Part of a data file
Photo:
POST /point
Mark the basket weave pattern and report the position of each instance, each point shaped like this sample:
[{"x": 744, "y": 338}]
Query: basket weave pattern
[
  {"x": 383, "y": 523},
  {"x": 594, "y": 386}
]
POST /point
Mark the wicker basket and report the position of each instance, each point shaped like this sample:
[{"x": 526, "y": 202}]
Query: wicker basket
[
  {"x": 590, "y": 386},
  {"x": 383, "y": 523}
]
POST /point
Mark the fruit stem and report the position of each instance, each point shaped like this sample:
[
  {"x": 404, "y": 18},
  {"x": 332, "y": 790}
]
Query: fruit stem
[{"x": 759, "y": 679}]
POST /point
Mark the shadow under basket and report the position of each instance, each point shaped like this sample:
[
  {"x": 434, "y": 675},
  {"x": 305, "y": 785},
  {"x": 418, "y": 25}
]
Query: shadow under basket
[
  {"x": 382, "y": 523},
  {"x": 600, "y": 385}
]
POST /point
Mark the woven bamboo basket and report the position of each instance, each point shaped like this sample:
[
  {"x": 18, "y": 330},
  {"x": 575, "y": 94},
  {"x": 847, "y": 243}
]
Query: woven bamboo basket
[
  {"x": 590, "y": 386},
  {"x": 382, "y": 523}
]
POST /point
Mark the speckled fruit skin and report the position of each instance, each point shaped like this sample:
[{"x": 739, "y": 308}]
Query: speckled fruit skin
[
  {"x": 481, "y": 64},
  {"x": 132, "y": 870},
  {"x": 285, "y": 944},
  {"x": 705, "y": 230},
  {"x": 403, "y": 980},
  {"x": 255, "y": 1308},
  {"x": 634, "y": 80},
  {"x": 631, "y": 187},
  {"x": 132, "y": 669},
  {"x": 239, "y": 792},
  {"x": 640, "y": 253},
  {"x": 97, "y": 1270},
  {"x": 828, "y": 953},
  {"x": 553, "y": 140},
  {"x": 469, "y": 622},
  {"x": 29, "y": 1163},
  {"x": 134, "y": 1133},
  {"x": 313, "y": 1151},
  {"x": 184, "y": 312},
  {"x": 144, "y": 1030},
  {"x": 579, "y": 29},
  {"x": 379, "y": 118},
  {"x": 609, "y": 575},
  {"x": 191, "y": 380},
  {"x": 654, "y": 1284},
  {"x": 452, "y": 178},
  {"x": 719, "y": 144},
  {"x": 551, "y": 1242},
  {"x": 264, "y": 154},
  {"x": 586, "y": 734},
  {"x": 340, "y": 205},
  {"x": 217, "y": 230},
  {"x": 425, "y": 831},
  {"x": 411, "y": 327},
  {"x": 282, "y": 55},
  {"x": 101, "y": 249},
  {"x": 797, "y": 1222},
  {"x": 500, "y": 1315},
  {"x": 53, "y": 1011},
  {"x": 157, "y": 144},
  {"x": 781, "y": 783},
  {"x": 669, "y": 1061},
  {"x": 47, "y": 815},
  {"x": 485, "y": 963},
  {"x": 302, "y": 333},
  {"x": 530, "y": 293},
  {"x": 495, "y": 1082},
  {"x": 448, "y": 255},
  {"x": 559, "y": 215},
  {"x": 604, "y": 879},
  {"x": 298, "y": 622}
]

Task to complete: Report every line in the items above that contains the word "Query", copying each line in full.

Final result:
Query: basket weave pattern
Query: wicker basket
Query: fruit stem
Query: shadow under basket
Query: woven bamboo basket
Query: speckled fruit skin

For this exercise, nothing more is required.